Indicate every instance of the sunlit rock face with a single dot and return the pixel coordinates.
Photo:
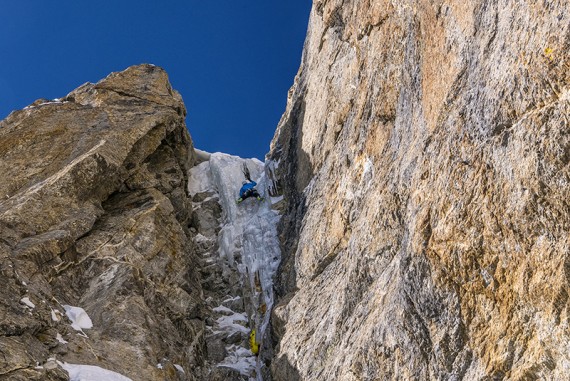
(94, 213)
(423, 156)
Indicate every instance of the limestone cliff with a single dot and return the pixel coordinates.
(424, 159)
(94, 213)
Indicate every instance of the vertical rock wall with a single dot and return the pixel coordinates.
(94, 213)
(424, 158)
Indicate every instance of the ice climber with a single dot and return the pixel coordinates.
(248, 190)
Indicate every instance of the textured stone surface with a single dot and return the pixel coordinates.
(94, 213)
(424, 159)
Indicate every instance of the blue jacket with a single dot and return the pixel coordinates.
(247, 186)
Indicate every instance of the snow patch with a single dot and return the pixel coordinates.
(79, 318)
(239, 359)
(228, 323)
(54, 315)
(222, 309)
(91, 373)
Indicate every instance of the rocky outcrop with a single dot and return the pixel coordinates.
(424, 159)
(94, 213)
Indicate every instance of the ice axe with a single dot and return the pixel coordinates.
(246, 173)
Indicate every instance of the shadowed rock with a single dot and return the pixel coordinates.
(94, 213)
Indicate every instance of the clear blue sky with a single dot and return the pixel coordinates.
(233, 61)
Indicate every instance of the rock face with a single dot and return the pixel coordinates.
(94, 213)
(424, 160)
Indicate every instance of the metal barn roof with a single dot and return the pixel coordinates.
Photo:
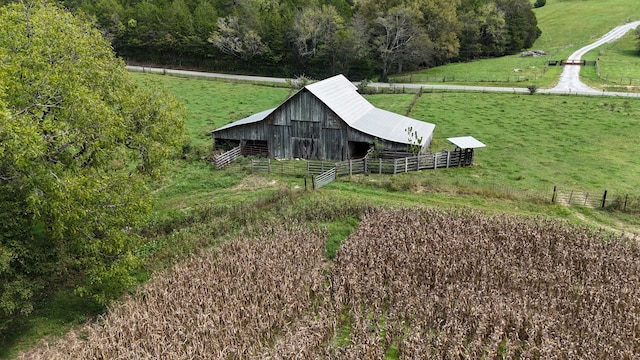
(466, 142)
(248, 120)
(342, 97)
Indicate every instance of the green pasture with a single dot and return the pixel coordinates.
(534, 142)
(566, 25)
(212, 104)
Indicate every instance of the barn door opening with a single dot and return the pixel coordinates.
(255, 147)
(305, 148)
(358, 149)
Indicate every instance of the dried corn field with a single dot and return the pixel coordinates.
(408, 284)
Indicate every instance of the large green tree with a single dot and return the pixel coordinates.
(79, 143)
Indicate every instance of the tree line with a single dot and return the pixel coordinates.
(81, 144)
(359, 38)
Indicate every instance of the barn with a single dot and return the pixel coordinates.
(327, 120)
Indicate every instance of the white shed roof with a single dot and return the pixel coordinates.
(342, 97)
(466, 142)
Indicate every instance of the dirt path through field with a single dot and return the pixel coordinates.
(631, 232)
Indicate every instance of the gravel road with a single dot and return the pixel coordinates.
(569, 82)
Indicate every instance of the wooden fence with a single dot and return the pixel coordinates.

###

**WHAT YOU ARE ASKED TO DO:**
When you print the records above, keep them exact and leave out the pictures.

**RESPONSE BOX:**
Indicate every instance of the sunlit rock face with a single dot and return the pixel coordinates.
Photo:
(94, 213)
(423, 156)
Indicate every instance of the limestone cliff with a single dot and return the pixel coordinates.
(424, 159)
(94, 213)
Indicate every instance of the vertical rock wall with a single dot and return the pixel coordinates.
(94, 213)
(424, 158)
Indicate every instance of the ice climber with a single dot and return the pixel coordinates.
(248, 190)
Indicate every instance of the textured stone surface with a single dot and return the pixel coordinates.
(94, 213)
(424, 159)
Indicate every instance of the blue jacket with a single dot and return the pixel coordinates.
(247, 186)
Indicate every instance of the snow patch with a single dot and return the pixel coordinates.
(79, 318)
(239, 359)
(228, 323)
(54, 315)
(222, 309)
(91, 373)
Indicate every instance of the rocky outcrop with a single dot and return the pixel coordinates.
(424, 159)
(94, 213)
Indicate every instance of the ice axe with a single dot and return the pixel coordinates.
(246, 173)
Indicate every instance of the shadowed rock with a single dot and return the pixel coordinates.
(94, 213)
Indicate every instance of the clear blue sky with a single dot and return the pixel coordinates.
(233, 61)
Indicate every instance of the rock face with a single dot and return the pixel coordinates.
(94, 213)
(424, 160)
Indicate every instance of the metal barn roof with a single dot and return the pixel coordinates.
Photo:
(466, 142)
(248, 120)
(342, 97)
Indicate every instance of the green pasture with a single dot and return the pixel coordinates.
(534, 142)
(566, 25)
(212, 104)
Indicate every instance of the barn door opening with a single dot and return the pixel coordinates.
(255, 147)
(305, 148)
(358, 149)
Indicate every instance of the dried corn field with a single dot and return the pixel coordinates.
(408, 284)
Indicate every instance of the large green tree with a single dot and return the pixel coordinates.
(79, 143)
Indicate every instance of the tree line with a single dot and return the pixel coordinates.
(81, 144)
(359, 38)
Indicate every instance of the barn with a single dot and return the pixel coordinates.
(327, 120)
Indicate every instance of the white shed roof with a single dot and return the pixel coordinates.
(342, 97)
(466, 142)
Indicate every instance of the dirt path through field with a single dot and return the pixel coordinates.
(631, 232)
Indicate every instance of the gravel road with a single dot and return the pixel coordinates.
(569, 82)
Indicate every instance of the wooden fence with a single dot and return the pixel coordinates.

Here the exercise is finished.